HOW TO COMPLETE THIS TASK: In your copy, repeat the records exactly and leave out the pictures.

Image-backed grounding data:
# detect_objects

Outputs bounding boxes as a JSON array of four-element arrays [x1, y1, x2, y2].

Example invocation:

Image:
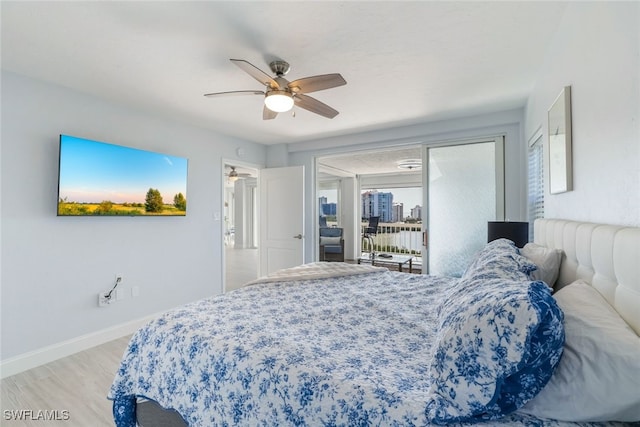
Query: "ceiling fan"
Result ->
[[204, 59, 346, 120], [225, 166, 251, 182]]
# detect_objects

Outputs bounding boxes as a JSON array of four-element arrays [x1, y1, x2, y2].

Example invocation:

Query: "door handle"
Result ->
[[423, 231, 428, 248], [293, 234, 303, 239]]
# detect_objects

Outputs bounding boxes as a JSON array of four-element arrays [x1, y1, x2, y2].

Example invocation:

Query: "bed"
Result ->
[[108, 219, 640, 426]]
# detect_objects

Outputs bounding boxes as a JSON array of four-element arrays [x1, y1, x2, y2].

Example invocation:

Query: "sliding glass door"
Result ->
[[422, 138, 504, 276]]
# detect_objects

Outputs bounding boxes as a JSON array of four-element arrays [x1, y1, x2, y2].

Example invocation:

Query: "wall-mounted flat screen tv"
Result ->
[[57, 135, 188, 216]]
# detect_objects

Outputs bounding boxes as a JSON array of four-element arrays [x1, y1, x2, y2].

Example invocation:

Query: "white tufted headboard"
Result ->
[[533, 218, 640, 335]]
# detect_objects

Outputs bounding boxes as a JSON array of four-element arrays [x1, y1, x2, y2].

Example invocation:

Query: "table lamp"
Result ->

RESPONSE:
# detect_objects

Outputs bounding boxes as a JSON array of four-element arrays [x1, y1, x2, y2].

Example invocation:

Image:
Query: "ceiling fan"
Result ->
[[204, 59, 346, 120], [225, 166, 251, 182]]
# detect_objects

Outputs bounding boxes as a JSON array of four-element arrays [x1, y1, x2, y2].

Example invocation:

Query: "door handle"
Result ->
[[423, 231, 428, 248], [293, 234, 303, 239]]
# detect_objects

Outputs bounding boxes as a JSON array of four-element arrays [x1, y1, x2, y2].

Example invocation:

Query: "bed"
Result ->
[[108, 219, 640, 426]]
# detect_objects

Outputs bounding boxes as a JSON array of four-element arrays [x1, y1, x2, y2].

Example invocation:

Query: "sliding glass door"
Result ->
[[422, 138, 504, 276]]
# detect_objects

Outputs bounding boxes as a JSON array of four-element arrays [x1, y1, x2, y2].

Example invocation:

Query: "wall-mounted flat screen tv"
Result ->
[[57, 135, 188, 216]]
# detect_objects

Outputs bounding boxes as a JSON array of four-element arrays [x1, y1, x2, y2].

Example invocation:

Query: "white tufted headboard"
Result ->
[[533, 218, 640, 335]]
# detect_objects

Outputs bounding boxes as a JSON array of four-element arrays [x1, y1, x2, y2].

Example invocation:

Query: "table lamp"
Result ->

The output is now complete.